Natural-language object grounding data:

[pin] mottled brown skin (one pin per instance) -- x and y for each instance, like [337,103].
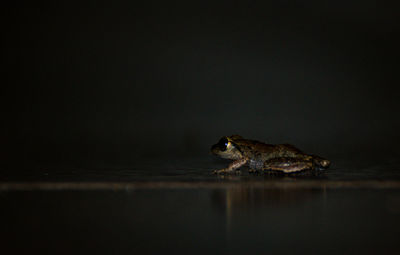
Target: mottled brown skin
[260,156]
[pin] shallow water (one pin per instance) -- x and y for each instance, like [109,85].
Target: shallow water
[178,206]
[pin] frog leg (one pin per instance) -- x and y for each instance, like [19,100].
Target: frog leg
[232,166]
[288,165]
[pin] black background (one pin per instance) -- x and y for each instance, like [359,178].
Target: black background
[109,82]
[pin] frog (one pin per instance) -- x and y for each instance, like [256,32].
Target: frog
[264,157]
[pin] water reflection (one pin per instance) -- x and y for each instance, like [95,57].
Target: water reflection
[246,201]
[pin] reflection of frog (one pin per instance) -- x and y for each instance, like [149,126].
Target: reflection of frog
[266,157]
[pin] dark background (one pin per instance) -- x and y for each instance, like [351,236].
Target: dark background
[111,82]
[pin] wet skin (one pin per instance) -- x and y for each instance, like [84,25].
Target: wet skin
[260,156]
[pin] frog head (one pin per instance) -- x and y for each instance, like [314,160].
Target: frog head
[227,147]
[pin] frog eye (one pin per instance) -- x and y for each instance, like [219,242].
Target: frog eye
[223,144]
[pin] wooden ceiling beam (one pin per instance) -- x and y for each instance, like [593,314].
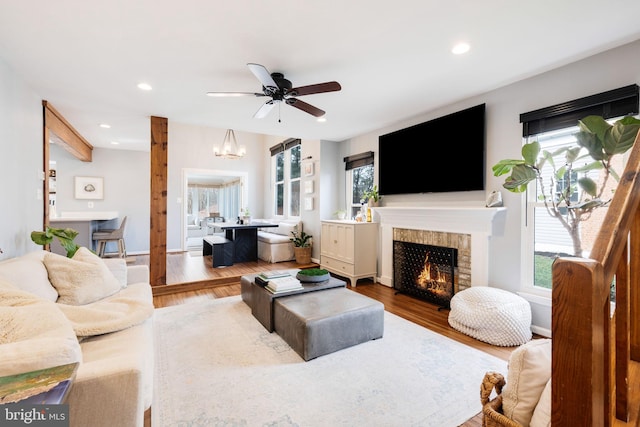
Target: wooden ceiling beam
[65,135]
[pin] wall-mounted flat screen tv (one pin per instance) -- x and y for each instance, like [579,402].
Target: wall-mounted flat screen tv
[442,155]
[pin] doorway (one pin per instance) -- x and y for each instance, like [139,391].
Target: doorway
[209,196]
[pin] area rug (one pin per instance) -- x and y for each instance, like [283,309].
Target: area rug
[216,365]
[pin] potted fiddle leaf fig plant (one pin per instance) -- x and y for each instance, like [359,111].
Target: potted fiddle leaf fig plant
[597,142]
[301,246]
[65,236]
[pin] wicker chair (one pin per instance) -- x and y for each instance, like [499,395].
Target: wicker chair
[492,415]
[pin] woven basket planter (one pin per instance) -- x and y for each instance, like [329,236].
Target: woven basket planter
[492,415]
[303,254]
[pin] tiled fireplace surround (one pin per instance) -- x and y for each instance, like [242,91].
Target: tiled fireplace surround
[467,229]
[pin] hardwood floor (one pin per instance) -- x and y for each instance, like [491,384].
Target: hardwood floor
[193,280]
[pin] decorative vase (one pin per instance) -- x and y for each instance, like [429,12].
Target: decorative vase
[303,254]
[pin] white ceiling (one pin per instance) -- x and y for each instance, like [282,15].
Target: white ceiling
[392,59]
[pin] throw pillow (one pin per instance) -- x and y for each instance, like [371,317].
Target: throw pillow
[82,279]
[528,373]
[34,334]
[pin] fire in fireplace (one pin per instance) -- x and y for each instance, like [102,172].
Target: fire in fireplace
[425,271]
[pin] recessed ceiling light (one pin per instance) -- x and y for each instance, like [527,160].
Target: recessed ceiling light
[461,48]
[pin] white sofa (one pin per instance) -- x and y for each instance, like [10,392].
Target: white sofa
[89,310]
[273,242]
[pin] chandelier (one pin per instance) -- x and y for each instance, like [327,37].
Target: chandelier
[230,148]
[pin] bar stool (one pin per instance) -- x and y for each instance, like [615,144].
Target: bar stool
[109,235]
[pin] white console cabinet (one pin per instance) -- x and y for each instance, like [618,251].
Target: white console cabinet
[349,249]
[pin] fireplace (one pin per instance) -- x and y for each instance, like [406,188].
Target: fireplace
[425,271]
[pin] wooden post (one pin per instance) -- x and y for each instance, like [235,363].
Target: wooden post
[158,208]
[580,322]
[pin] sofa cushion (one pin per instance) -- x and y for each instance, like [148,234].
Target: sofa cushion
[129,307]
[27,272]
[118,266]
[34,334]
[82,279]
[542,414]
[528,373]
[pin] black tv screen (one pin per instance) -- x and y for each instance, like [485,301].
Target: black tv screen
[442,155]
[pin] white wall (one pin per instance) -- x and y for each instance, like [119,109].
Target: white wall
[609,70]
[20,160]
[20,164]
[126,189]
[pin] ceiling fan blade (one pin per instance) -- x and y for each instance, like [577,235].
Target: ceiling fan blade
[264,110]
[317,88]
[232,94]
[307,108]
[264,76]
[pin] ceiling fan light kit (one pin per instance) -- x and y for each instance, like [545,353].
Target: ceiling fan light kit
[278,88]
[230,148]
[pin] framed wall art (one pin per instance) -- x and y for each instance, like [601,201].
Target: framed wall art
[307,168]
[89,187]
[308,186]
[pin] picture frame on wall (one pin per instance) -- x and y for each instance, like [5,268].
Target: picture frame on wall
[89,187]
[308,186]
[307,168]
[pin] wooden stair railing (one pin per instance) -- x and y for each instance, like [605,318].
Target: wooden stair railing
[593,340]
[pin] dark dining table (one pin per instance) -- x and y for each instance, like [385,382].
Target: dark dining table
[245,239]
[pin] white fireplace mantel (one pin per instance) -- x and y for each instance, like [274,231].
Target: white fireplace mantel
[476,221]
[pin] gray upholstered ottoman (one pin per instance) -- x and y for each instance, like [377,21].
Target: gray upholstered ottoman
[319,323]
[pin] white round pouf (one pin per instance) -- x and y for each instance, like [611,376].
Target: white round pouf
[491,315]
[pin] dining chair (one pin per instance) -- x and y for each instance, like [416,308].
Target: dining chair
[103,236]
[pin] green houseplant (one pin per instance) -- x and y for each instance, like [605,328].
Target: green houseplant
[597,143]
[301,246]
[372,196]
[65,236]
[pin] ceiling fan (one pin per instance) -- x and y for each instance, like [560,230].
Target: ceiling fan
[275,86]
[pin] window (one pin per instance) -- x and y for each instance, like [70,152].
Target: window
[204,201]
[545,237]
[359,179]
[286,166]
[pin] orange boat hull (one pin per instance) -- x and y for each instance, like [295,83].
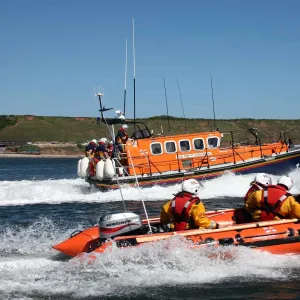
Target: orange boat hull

WHAT NEEDS TO BE DONE:
Transcribe the whole of the data exactly, minus any pictures.

ANSWER AREA:
[pin] mottled brown skin (one pin per instance) -- x and y for each instance, like [337,103].
Target: mottled brown skin
[260,156]
[pin] shallow water (one pin per instance) -- x and y for each instance, like [109,85].
Target: shallow water
[178,206]
[pin] frog leg (one pin per instance) -- x and y for each instance, like [19,100].
Target: frog leg
[232,166]
[288,165]
[pin] black background (one pin per instance) -- x and y for each instance, like [359,178].
Target: black background
[109,82]
[pin] frog (one pin per instance) -- x and y for each instance, like [256,32].
Target: frog
[264,157]
[pin] water reflection (one pin per instance) -- x and y for each instance, like [95,57].
Target: water reflection
[246,201]
[pin] reflection of frog (one pin per instance) -- x and y for each instance, like [149,126].
Target: reflection of frog
[266,157]
[pin] dark background (one pin per instance) -- x and y for each instance, like [351,236].
Target: dark background
[111,82]
[pin] wet skin (one pin per instance) -- x and y for each instance, like [84,25].
Target: wet skin
[260,156]
[pin] frog head (one pin per instance) -- x and y for each instance, like [314,160].
Target: frog head
[227,147]
[pin] frog eye (one pin per instance) -- x and y for each instance, like [219,242].
Target: frog eye
[223,144]
[pin] wooden ceiling beam (one pin per instance) -- x and y for each instance, like [593,314].
Target: wooden ceiling beam
[65,135]
[pin] wall-mounted flat screen tv (one pin per instance) -- x and y for each instance, like [579,402].
Target: wall-mounted flat screen tv
[442,155]
[pin] doorway (one pin per instance) -- x and y for each instance, like [139,391].
Target: doorway
[209,196]
[pin] area rug (one pin per instance) -- x and y for each instance, like [283,309].
Target: area rug
[216,365]
[pin] potted fiddle leaf fig plant (one pin per instance) -- x and y for each instance, like [359,111].
Target: potted fiddle leaf fig plant
[597,142]
[301,246]
[65,236]
[pin] wicker chair (one pin per instance) -- x and y for each instance, like [499,395].
Target: wicker chair
[492,415]
[pin] woven basket planter (one pin per instance) -- x and y for each instance, like [329,236].
Target: woven basket planter
[492,415]
[303,254]
[pin] tiled fireplace surround (one pin per instance) -- x and y for each instance, like [242,91].
Target: tiled fireplace surround
[467,229]
[pin] hardwood floor (one pin per instance) -- x and y for each instance, like [491,384].
Target: hardwood floor
[193,280]
[pin] decorative vase (one pin per instance) -- x and y for each instance, like [429,12].
Target: decorative vase
[303,254]
[pin] white ceiling (one pin per instance) -- x and y for each instance, like [282,15].
Target: white ceiling
[392,59]
[pin] throw pillow (one pin per instance) -- x and y for each instance, like [371,317].
Target: throw pillow
[82,279]
[528,373]
[34,334]
[pin] fire in fireplace (one pin per instance) -- x and y for each instance, like [102,172].
Target: fire in fireplace
[425,271]
[pin] recessed ceiling light (one pin per instance) -- x and y for each instance, like [527,160].
Target: recessed ceiling light
[461,48]
[pin] white sofa (one pin per instance) -- x and y for each instance, like [10,392].
Target: white sofa
[89,310]
[273,242]
[pin] chandelier (one pin per instance) -- x and y for each instance, like [327,37].
Target: chandelier
[230,148]
[pin] bar stool (one pin per instance) -- x and y for each instance, like [615,144].
Target: bar stool
[109,235]
[pin] white console cabinet (one pin per instance) -- x and y for each instance, like [618,251].
Target: white console cabinet
[349,249]
[pin] fireplace (one pin per instance) -- x and y for each instance, like [406,188].
Target: fireplace
[425,271]
[pin] wooden post (one pin per instance) -- x and y for each instance, like [235,363].
Target: wooden post
[158,208]
[580,322]
[pin] sofa cushion (one pin per instance) -- x and y for each instance, like [148,234].
Target: sofa cushion
[129,307]
[27,272]
[118,266]
[34,334]
[82,279]
[542,414]
[528,373]
[pin] black tv screen (one pin per instance) -- x and y for each instance, like [485,301].
Target: black tv screen
[442,155]
[pin] white wall (one pin per instance) -- x and y for each instance, like [119,109].
Target: white wall
[609,70]
[20,160]
[20,164]
[126,189]
[pin] ceiling fan blade (one pin per instance) -- x and y for each instance, like [577,235].
Target: ceiling fan blade
[264,110]
[317,88]
[232,94]
[307,108]
[264,76]
[pin] ceiling fan light kit (one pin per instance) -- x and y for each instance, like [545,353].
Target: ceiling fan light kit
[278,88]
[230,148]
[pin] framed wall art (one pin per instance) -- x and y for each instance, like [601,201].
Target: framed wall art
[307,168]
[89,187]
[308,186]
[pin] picture frame on wall (one pin per instance) -- x and y for each instance, like [5,268].
Target: picture frame on wall
[89,187]
[308,186]
[307,168]
[pin] wooden stair railing (one pin per instance) -- x and y for each instance, like [605,318].
Target: wooden stair railing
[593,340]
[pin] dark dining table (one pin per instance) -- x and y for each instance, like [385,382].
Target: dark dining table
[245,239]
[pin] white fireplace mantel (one pin per instance) -- x and y for each instance, like [274,231].
Target: white fireplace mantel
[476,221]
[pin] gray upholstered ottoman (one pin per instance) -- x and y for each instance, like [377,21].
Target: gray upholstered ottoman
[319,323]
[pin] white round pouf (one pin per instance) -- x and y for each instance, like [611,376].
Target: white round pouf
[491,315]
[pin] dining chair (one pin per instance) -- x and y for each instance, like [416,308].
Target: dining chair
[103,236]
[pin] green houseplant (one pin per instance) -- x and y for each instance, like [605,328].
Target: green houseplant
[597,143]
[301,246]
[372,196]
[65,236]
[pin] ceiling fan (one pin per instance) -- x and y for each instance, like [560,230].
Target: ceiling fan
[275,86]
[pin] window (one pin per instance) -- x and y for each instance, like [70,152].
Target: window
[204,201]
[545,237]
[359,179]
[286,166]
[pin] orange boat hull (one pin per instance) -- x and y for each instance, like [295,83].
Target: orange boat hull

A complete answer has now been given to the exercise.